[Exercise objective] Once you have read the entries, copy all of them exactly.

------ Input data ------

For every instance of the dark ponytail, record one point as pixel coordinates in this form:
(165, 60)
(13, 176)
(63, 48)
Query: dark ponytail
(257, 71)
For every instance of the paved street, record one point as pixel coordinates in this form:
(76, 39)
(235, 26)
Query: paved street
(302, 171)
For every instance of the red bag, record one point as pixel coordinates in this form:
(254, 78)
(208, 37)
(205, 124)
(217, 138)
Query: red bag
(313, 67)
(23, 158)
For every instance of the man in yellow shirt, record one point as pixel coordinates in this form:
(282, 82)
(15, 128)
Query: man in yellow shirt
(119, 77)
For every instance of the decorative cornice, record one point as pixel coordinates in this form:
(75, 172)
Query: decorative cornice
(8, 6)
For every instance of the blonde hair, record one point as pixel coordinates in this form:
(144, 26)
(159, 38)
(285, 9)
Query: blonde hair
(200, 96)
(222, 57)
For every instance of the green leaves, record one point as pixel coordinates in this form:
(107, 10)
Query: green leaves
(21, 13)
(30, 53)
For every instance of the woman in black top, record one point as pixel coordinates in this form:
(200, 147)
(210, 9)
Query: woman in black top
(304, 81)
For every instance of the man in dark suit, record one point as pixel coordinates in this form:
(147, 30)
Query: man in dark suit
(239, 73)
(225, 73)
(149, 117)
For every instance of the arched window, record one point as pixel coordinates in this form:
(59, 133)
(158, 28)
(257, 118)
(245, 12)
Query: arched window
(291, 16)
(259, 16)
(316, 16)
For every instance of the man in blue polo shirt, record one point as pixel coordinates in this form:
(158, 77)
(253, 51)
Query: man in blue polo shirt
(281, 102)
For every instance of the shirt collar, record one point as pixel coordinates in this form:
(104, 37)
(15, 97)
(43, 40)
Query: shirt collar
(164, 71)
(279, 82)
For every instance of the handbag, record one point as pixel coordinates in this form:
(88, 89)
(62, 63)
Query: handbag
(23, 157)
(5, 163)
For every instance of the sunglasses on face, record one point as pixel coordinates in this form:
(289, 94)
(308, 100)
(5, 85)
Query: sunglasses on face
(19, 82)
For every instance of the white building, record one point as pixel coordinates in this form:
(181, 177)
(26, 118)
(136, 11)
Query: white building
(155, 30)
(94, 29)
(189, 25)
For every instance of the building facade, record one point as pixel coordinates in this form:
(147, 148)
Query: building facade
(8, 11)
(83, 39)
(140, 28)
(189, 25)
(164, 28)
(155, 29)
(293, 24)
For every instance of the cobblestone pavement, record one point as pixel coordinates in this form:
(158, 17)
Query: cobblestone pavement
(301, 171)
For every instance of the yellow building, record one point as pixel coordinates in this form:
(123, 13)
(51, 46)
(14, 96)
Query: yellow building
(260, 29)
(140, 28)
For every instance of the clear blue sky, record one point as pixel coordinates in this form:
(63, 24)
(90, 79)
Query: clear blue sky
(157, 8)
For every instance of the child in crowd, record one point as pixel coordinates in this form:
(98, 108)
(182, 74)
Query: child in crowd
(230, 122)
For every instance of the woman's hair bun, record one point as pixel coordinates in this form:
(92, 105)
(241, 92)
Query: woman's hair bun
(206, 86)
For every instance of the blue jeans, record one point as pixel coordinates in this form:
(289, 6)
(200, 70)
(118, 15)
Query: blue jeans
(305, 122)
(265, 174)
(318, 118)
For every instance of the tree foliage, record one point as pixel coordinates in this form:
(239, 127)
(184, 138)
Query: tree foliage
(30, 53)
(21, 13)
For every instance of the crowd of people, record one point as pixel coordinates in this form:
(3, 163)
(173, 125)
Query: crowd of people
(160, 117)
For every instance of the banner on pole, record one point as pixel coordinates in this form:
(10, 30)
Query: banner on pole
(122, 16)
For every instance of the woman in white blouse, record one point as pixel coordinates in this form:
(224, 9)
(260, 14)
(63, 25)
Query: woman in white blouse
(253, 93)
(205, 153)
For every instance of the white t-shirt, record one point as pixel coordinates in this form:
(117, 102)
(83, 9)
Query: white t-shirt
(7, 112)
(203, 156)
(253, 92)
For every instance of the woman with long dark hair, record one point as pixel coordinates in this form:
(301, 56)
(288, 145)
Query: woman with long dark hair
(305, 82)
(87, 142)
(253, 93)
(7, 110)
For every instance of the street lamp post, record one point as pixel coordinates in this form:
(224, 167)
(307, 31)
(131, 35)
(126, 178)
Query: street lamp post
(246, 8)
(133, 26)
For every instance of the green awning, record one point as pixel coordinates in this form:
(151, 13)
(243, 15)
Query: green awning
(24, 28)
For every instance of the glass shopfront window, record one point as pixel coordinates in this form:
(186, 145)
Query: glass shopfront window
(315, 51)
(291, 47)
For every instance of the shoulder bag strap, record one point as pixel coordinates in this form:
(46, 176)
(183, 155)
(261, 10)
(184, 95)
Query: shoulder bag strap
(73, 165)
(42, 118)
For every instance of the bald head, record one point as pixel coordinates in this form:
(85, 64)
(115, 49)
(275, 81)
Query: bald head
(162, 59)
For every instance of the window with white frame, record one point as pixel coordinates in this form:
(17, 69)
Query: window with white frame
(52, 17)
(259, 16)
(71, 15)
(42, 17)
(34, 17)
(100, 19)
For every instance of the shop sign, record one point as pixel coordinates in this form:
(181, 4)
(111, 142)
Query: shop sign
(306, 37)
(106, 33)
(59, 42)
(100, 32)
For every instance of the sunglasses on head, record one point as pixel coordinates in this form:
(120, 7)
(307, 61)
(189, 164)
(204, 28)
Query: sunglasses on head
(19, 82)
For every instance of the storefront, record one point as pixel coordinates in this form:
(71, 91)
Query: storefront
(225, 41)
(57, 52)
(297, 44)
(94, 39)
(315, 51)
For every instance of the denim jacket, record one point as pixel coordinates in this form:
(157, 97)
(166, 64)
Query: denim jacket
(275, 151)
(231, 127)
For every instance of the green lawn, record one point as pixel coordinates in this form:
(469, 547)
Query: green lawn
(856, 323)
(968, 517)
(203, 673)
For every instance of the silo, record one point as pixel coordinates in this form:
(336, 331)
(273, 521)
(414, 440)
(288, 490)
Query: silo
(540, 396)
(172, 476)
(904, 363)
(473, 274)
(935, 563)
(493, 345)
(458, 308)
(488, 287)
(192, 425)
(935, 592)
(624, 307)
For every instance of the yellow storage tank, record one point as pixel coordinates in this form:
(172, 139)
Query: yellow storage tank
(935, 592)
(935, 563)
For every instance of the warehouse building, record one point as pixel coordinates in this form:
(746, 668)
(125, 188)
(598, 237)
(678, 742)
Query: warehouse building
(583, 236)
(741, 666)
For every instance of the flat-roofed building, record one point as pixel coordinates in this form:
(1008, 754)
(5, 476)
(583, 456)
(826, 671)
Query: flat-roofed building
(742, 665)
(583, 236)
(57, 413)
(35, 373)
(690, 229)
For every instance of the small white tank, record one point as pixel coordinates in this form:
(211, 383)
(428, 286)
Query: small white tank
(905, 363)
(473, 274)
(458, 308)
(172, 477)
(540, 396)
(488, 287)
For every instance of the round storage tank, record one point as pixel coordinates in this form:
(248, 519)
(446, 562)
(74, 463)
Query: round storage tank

------

[Response area]
For every instance of the dark ponytail, record one point as pixel coordinates in this form:
(165, 60)
(13, 176)
(63, 48)
Query: dark ponytail
(257, 71)
For every instance of the paved street, record one point as pixel coordinates in this form:
(76, 39)
(235, 26)
Query: paved street
(302, 171)
For every instance of the red bag, record one point as pixel coordinates in this form:
(254, 78)
(208, 37)
(205, 124)
(217, 138)
Query: red bag
(313, 67)
(23, 158)
For every instance of the man in yellow shirt, record one point as pixel coordinates in this form:
(282, 82)
(15, 128)
Query: man in yellow shirt
(119, 77)
For every instance of the decorative cornice, record one point as pixel coordinates in this form:
(75, 172)
Query: decorative cornice
(8, 6)
For every instance of the blonde hair, record one point as pixel coordinates in this form:
(144, 26)
(159, 38)
(285, 9)
Query: blonde hair
(200, 96)
(222, 57)
For every instance of the green leaves, record one point as pixel coordinates in this form:
(107, 10)
Query: green leaves
(21, 13)
(30, 53)
For every instance of the woman in black top, record one point as pixel coordinates in this form:
(200, 147)
(210, 9)
Query: woman in black top
(304, 81)
For every instance of the man in dark suit, record one point as pixel coordinates in this form:
(147, 30)
Query: man in dark suit
(239, 73)
(225, 73)
(149, 117)
For every instance of the arched window, record one point as pixel coordinates in this form:
(59, 133)
(158, 28)
(257, 118)
(245, 12)
Query: arched window
(291, 16)
(259, 16)
(316, 16)
For every instance of the man in blue polo shirt, record one point as pixel coordinates in this form:
(158, 77)
(253, 51)
Query: man in blue polo shirt
(281, 102)
For every instance of the shirt collar, record one point as pixel coordinates in this form:
(104, 37)
(15, 97)
(43, 40)
Query: shirt collar
(164, 71)
(279, 82)
For every instance of the handbag, record one point as pixel coordinates in this form:
(88, 89)
(62, 63)
Query: handbag
(23, 157)
(5, 163)
For every instance of the sunglasses on face, record one point as pixel coordinates in this form:
(289, 94)
(308, 100)
(5, 85)
Query: sunglasses on face
(19, 82)
For every instance of the white building, record one point as pixel coordinates in this form:
(181, 177)
(26, 118)
(136, 11)
Query: white building
(155, 30)
(94, 29)
(189, 25)
For every instance of the building facade, record one point as pixel coordinates in this form:
(147, 148)
Query: building facade
(8, 11)
(83, 39)
(140, 28)
(189, 25)
(164, 28)
(155, 29)
(293, 24)
For every instance of the cobblestone pavement, record one point as pixel coordinates in this form:
(158, 17)
Query: cobblestone pavement
(301, 171)
For every instance of the yellow building, record one point as pixel coordinates in this form:
(123, 13)
(51, 46)
(14, 96)
Query: yellow building
(260, 29)
(140, 28)
For every instance of the clear blue sky, record one point as pixel coordinates in this form:
(63, 24)
(90, 79)
Query: clear blue sky
(157, 8)
For every instance of the child in crowd, record one point as pixel coordinates in this form:
(98, 108)
(182, 74)
Query: child in crowd
(230, 122)
For every instance of the woman's hair bun, record one point as pixel coordinates in this form:
(92, 105)
(241, 92)
Query: woman's hair bun
(206, 86)
For every instance of the blue jeans, record one point as pixel coordinates in this form:
(289, 6)
(200, 70)
(118, 15)
Query: blue jeans
(305, 122)
(265, 174)
(318, 118)
For every instance of the tree foliage, record one point as pixel coordinates in this form:
(239, 127)
(184, 138)
Query: tree foliage
(30, 53)
(21, 13)
For every instance of the crowd of people, record one point as pixel coordinates in this form:
(3, 163)
(173, 125)
Query: crowd of people
(160, 117)
For every instance of the banner on pole, record one point as pixel coordinates in this form:
(10, 30)
Query: banner on pole
(122, 16)
For every instance of the woman in white blouse, record one point as pixel coordinates in this form:
(224, 9)
(260, 14)
(63, 25)
Query: woman in white blouse
(253, 93)
(205, 153)
For every instance of the white t-shirt, record one point as pixel coordinates in this form:
(117, 102)
(83, 9)
Query: white t-shirt
(7, 112)
(203, 156)
(253, 92)
For every instance of the woman with long dark hair, record one point as pixel coordinates in this form:
(301, 56)
(288, 145)
Query: woman with long dark hair
(305, 82)
(87, 142)
(253, 93)
(7, 110)
For every instance of the street lamp post, record one point as pixel coordinates in this form:
(224, 167)
(307, 31)
(131, 35)
(126, 178)
Query: street lamp post
(246, 8)
(133, 26)
For every instance of the green awning, record one point as pixel coordinates in this form:
(151, 13)
(243, 15)
Query: green awning
(24, 28)
For every instance of the glass shopfront window, record one point as pixel coordinates in this form:
(186, 145)
Query: glass shopfront window
(315, 51)
(291, 47)
For every instance of the shoulder bag strap, record one point as pixel coordinates in this form:
(46, 176)
(183, 155)
(261, 10)
(184, 95)
Query: shoulder bag strap
(73, 165)
(42, 118)
For every instance of the bald head, record one point as pixel coordinates in this form:
(85, 64)
(115, 49)
(275, 81)
Query: bald head
(162, 59)
For every instance of the window with white frame, record one point as pixel coordinates in this form:
(17, 69)
Query: window with white frame
(52, 17)
(259, 16)
(71, 15)
(42, 17)
(34, 17)
(100, 19)
For every instance of the shop sign, record one point as pixel coordinates in this form:
(181, 4)
(111, 142)
Query: shop sign
(306, 37)
(106, 33)
(59, 42)
(100, 32)
For every instance of the sunglasses on head, record one point as pixel coordinates in this form:
(120, 7)
(307, 61)
(189, 164)
(204, 28)
Query: sunglasses on head
(19, 82)
For every instance of the storefront, record one point as pixel coordinates in this form:
(71, 91)
Query: storefront
(225, 41)
(57, 52)
(297, 44)
(94, 39)
(315, 51)
For every instance of the denim jacket, record one point as pixel coordinates in this form:
(157, 97)
(166, 64)
Query: denim jacket
(275, 151)
(231, 127)
For every instance of the green lawn, record one point as pixel coordinates in this form:
(469, 547)
Query: green lawn
(856, 323)
(968, 517)
(203, 673)
For every instance of the silo, record one point as pixel coordinates in this form:
(336, 331)
(273, 521)
(414, 440)
(288, 490)
Query: silo
(540, 396)
(172, 476)
(904, 363)
(473, 274)
(935, 563)
(493, 345)
(458, 308)
(488, 287)
(192, 425)
(935, 592)
(624, 307)
For every instance of the yellow storage tank, record one point as pixel coordinates in this form:
(172, 139)
Query: yellow storage tank
(935, 592)
(935, 563)
For every instance of the warehouse building, record one point as pixel coordinates in this form:
(746, 668)
(125, 188)
(598, 237)
(678, 742)
Query: warehouse building
(583, 236)
(741, 666)
For every instance of the flat-roofed building, record one point as pixel coordinates in this form:
(1008, 754)
(5, 476)
(583, 456)
(826, 671)
Query: flat-roofed building
(742, 665)
(583, 236)
(57, 413)
(35, 373)
(690, 229)
For every instance of the small white tank, record one point as pixel coordinates in this form:
(211, 383)
(428, 286)
Query: small white tank
(905, 363)
(473, 274)
(458, 308)
(172, 477)
(540, 396)
(488, 287)
For every instance of the round storage tank, record one point as pixel coordinates in this form:
(248, 519)
(446, 562)
(74, 463)
Query: round storage tank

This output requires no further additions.